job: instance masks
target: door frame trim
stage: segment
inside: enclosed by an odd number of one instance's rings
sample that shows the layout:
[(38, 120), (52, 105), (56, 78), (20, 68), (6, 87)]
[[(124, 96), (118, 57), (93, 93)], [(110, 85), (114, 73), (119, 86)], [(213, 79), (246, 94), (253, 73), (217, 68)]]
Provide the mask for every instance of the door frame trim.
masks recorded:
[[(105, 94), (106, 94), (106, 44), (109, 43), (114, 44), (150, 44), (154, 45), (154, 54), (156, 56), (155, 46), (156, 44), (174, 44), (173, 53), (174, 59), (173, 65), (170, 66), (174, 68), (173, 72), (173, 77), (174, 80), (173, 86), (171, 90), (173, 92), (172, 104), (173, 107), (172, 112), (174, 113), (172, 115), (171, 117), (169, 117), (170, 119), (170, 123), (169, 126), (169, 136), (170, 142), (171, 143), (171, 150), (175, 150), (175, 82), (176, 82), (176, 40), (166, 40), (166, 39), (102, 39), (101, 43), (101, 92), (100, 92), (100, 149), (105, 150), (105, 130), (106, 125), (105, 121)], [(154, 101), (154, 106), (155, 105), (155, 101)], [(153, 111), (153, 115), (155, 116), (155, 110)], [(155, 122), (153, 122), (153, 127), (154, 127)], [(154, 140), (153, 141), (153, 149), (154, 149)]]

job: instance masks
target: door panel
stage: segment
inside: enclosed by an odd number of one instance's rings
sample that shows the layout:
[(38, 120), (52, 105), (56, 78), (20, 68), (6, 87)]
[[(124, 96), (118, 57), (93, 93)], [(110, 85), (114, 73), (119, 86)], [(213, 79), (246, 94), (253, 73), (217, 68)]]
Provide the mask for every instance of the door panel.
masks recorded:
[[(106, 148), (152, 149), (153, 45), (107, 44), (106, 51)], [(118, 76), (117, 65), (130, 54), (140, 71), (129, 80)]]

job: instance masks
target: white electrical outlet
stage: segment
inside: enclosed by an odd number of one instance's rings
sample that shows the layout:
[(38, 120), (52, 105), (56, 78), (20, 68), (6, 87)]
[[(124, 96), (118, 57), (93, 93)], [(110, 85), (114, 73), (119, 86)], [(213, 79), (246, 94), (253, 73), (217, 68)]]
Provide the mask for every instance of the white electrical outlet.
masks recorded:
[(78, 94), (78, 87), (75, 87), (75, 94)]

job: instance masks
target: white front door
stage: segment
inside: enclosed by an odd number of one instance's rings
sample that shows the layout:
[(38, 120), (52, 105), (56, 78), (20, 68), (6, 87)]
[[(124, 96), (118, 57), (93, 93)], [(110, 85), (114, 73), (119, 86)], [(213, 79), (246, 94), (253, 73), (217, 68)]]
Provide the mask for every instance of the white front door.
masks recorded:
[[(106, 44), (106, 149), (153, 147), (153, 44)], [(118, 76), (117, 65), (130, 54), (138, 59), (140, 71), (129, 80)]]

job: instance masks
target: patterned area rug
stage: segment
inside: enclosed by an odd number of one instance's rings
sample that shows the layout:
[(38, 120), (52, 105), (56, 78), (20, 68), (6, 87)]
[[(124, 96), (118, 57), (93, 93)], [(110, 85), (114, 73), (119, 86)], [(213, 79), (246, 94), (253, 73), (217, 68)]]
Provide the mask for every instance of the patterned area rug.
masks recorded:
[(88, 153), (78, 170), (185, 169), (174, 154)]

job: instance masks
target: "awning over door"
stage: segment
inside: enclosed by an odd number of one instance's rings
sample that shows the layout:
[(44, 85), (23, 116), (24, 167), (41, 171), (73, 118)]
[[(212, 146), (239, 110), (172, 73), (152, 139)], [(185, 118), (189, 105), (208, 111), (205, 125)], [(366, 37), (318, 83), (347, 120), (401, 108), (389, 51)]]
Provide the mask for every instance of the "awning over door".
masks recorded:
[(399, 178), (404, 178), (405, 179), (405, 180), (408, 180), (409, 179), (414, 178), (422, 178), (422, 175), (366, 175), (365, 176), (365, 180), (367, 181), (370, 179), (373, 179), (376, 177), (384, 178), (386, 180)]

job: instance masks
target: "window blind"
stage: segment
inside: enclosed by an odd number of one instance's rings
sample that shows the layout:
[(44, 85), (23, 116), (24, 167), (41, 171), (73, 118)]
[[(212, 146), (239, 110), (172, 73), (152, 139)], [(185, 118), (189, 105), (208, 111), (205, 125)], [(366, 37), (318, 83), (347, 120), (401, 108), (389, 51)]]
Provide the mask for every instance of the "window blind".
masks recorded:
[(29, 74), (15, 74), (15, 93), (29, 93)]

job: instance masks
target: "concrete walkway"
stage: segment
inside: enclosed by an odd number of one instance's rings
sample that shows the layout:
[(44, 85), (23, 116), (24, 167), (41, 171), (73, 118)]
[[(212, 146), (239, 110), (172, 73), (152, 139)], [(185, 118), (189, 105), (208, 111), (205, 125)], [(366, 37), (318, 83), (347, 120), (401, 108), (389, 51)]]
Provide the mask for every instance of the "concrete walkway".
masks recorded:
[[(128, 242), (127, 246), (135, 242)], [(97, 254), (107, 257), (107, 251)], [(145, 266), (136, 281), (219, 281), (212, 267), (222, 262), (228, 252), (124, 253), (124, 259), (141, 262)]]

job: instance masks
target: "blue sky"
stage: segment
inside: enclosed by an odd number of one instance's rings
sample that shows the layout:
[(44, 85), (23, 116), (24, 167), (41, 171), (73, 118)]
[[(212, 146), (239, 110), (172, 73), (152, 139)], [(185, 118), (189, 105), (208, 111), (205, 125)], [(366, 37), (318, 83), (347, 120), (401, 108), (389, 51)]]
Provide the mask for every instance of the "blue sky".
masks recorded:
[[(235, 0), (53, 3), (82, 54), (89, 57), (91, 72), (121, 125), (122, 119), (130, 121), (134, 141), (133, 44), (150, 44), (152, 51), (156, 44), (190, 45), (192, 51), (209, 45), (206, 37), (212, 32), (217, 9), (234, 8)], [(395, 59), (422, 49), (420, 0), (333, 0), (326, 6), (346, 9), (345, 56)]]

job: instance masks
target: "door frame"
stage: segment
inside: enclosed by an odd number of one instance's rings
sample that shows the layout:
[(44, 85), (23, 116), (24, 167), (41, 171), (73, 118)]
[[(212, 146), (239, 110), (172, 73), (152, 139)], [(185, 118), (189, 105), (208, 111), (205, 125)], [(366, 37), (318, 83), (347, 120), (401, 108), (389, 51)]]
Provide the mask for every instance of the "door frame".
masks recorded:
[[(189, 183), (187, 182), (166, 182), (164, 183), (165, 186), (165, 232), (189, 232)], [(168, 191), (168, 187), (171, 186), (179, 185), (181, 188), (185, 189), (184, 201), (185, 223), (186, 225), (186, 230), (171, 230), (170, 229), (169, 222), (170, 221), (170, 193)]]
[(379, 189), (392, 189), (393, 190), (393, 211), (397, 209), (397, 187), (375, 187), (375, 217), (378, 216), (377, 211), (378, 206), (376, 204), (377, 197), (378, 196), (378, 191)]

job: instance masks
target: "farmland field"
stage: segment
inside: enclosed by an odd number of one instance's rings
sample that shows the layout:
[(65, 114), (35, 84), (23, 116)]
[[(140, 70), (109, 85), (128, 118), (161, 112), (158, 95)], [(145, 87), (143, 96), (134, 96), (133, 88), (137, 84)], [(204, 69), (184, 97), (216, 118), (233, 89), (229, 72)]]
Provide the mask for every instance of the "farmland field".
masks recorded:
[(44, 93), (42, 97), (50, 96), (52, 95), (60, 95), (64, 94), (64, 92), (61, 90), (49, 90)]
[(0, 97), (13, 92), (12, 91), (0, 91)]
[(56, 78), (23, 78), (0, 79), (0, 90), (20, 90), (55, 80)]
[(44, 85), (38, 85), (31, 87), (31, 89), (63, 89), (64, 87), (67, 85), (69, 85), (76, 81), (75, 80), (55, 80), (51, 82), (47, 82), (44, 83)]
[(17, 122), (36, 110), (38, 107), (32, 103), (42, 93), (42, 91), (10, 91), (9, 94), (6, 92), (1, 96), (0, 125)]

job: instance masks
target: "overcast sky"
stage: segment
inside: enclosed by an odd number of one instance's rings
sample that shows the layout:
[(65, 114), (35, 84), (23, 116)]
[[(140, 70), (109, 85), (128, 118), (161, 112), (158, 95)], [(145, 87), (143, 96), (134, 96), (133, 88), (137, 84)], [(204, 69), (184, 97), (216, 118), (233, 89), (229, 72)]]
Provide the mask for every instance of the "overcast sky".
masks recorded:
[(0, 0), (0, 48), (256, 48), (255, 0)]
-------------------------
▶ _Exercise goal_: Count how many of the lines above contain the word "walkway". Give only the number.

▶ _Reply_: 2